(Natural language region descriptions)
Start of Block

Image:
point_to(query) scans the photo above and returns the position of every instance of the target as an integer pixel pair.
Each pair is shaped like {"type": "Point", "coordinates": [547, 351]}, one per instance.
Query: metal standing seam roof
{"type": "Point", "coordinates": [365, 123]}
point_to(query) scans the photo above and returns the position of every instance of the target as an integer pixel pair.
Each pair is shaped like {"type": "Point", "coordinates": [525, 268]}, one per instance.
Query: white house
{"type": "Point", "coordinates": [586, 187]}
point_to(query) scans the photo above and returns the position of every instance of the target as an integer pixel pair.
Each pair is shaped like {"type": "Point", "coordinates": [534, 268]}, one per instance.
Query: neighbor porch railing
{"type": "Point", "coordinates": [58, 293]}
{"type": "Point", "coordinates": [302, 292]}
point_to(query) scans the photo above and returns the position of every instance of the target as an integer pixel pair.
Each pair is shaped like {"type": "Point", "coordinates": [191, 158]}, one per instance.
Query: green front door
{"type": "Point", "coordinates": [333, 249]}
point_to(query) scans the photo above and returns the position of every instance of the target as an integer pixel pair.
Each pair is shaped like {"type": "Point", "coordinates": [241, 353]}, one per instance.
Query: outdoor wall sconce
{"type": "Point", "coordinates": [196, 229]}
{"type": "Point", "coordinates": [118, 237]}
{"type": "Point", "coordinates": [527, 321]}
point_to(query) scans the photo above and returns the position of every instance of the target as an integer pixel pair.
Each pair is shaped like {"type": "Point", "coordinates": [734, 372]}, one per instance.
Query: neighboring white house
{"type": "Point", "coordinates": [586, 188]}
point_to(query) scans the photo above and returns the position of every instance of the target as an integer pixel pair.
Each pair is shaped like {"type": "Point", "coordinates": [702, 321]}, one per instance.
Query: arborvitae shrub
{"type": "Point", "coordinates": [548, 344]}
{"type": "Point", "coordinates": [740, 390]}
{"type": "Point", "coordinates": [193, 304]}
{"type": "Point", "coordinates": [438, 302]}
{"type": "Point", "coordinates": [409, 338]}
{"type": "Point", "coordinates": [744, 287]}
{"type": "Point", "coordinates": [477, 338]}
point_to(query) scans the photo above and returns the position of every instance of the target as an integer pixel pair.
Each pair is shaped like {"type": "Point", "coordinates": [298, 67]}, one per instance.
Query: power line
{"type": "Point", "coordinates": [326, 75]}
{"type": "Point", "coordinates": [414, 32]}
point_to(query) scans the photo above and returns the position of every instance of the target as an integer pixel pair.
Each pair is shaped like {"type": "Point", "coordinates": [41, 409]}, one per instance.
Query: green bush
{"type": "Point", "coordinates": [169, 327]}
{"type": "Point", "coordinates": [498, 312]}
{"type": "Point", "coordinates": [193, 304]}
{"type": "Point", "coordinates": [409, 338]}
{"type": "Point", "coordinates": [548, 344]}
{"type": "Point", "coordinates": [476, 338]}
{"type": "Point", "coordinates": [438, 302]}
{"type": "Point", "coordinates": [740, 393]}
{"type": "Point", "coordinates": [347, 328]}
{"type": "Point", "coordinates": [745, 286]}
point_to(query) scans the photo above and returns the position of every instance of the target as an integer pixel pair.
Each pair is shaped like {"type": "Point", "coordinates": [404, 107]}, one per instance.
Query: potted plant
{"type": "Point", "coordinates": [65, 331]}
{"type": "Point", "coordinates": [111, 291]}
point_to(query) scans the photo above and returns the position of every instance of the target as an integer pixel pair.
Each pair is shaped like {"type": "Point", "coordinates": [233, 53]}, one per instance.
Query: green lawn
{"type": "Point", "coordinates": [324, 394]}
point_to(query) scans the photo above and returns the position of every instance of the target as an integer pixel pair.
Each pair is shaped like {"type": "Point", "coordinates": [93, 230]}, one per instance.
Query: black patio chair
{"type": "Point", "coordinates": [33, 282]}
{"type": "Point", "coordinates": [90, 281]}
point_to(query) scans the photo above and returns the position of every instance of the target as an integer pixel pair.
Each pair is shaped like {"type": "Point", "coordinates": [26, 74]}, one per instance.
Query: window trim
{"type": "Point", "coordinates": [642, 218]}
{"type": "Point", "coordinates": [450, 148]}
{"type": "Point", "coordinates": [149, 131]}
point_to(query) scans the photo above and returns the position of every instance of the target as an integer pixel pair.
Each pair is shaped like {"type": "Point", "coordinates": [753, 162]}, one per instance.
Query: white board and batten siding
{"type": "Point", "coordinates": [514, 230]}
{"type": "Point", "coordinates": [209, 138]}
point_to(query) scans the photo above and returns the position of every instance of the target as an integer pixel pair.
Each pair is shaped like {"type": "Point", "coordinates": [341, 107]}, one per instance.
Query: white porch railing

End of Block

- _WHAT IS REQUIRED_
Set every record down word for word, omitting none.

- _FINISHED TASK_
Image:
point_to(query) scans the photo above and returns the position of every instance of the target as an integer pixel pair.
Each pair is shaped like {"type": "Point", "coordinates": [547, 351]}, one per instance.
Query: metal standing seam roof
{"type": "Point", "coordinates": [365, 123]}
point_to(query) scans the photo above and returns the position of every instance of the target as an integer pixel pair.
Each pair is shaped like {"type": "Point", "coordinates": [525, 268]}, one per instance.
Query: white house
{"type": "Point", "coordinates": [586, 187]}
point_to(query) scans the photo above and returns the position of every instance of the target as an integer pixel pair.
Each pair is shaped like {"type": "Point", "coordinates": [534, 268]}, one per instance.
Query: neighbor porch railing
{"type": "Point", "coordinates": [58, 293]}
{"type": "Point", "coordinates": [302, 292]}
point_to(query) scans the photo above and returns the position of every instance of the target as an integer pixel pair.
Each pair is shaped like {"type": "Point", "coordinates": [191, 158]}, one per instance.
Query: green front door
{"type": "Point", "coordinates": [333, 249]}
point_to(query) scans the photo above and returns the position of every instance of the target as an integer pixel pair.
Each pair is shaped like {"type": "Point", "coordinates": [241, 353]}, one per instance.
Query: outdoor wall sconce
{"type": "Point", "coordinates": [196, 229]}
{"type": "Point", "coordinates": [118, 237]}
{"type": "Point", "coordinates": [527, 321]}
point_to(query) scans the photo above and returns the position of every instance of the target as an integer pixel pair.
Each pair is shaped like {"type": "Point", "coordinates": [734, 372]}, one per instance.
Query: neighboring white house
{"type": "Point", "coordinates": [586, 188]}
point_to(query) scans the photo above and returns the position of every instance of the target as an integer pixel pair.
Each pair is shaped like {"type": "Point", "coordinates": [702, 321]}, one per instance.
Query: arborvitae shrub
{"type": "Point", "coordinates": [548, 344]}
{"type": "Point", "coordinates": [740, 390]}
{"type": "Point", "coordinates": [193, 304]}
{"type": "Point", "coordinates": [438, 302]}
{"type": "Point", "coordinates": [409, 338]}
{"type": "Point", "coordinates": [744, 287]}
{"type": "Point", "coordinates": [477, 338]}
point_to(query) scans the photo above and returns the position of every instance of the target as an integer pixel pair.
Each pair is shaped like {"type": "Point", "coordinates": [298, 67]}, one per instance.
Query: power line
{"type": "Point", "coordinates": [326, 75]}
{"type": "Point", "coordinates": [414, 32]}
point_to(query) scans the photo above and returns the position of every instance of the target as an integer pixel pair.
Each pair is shaped like {"type": "Point", "coordinates": [41, 409]}, one per instance.
Query: green bush
{"type": "Point", "coordinates": [169, 327]}
{"type": "Point", "coordinates": [498, 312]}
{"type": "Point", "coordinates": [193, 304]}
{"type": "Point", "coordinates": [409, 338]}
{"type": "Point", "coordinates": [548, 344]}
{"type": "Point", "coordinates": [476, 338]}
{"type": "Point", "coordinates": [438, 302]}
{"type": "Point", "coordinates": [740, 393]}
{"type": "Point", "coordinates": [347, 328]}
{"type": "Point", "coordinates": [745, 286]}
point_to(query) scans the photo above and returns the position of every instance of the target as an integer pixel pair.
Each pair is shaped like {"type": "Point", "coordinates": [404, 107]}, one per instance.
Query: potted plant
{"type": "Point", "coordinates": [65, 331]}
{"type": "Point", "coordinates": [111, 291]}
point_to(query) scans the photo above and returns the position of every instance of the target as an integer pixel pair.
Each pair is shaped like {"type": "Point", "coordinates": [233, 53]}, one per instance.
Query: green lawn
{"type": "Point", "coordinates": [324, 394]}
point_to(query) scans the photo above and returns the position of every instance of the target as an integer pixel pair.
Each pair is shaped like {"type": "Point", "coordinates": [93, 230]}, one per instance.
Query: black patio chair
{"type": "Point", "coordinates": [33, 282]}
{"type": "Point", "coordinates": [90, 281]}
point_to(query) scans the photo above and returns the position of every instance of the target as an integer pixel pair.
Each pair is shaped like {"type": "Point", "coordinates": [26, 74]}, one per instance.
Query: window trim
{"type": "Point", "coordinates": [642, 218]}
{"type": "Point", "coordinates": [450, 148]}
{"type": "Point", "coordinates": [149, 131]}
point_to(query) scans the photo above and returns the position of every instance of the target as an integer pixel pair.
Each pair is shaped like {"type": "Point", "coordinates": [753, 162]}, one per instance.
Query: white board and batten siding
{"type": "Point", "coordinates": [514, 230]}
{"type": "Point", "coordinates": [209, 138]}
point_to(query) scans the photo above and returns the position of every instance of the target as an integer pixel pair.
Each pair is shaped like {"type": "Point", "coordinates": [341, 107]}, one per instance.
Query: white porch railing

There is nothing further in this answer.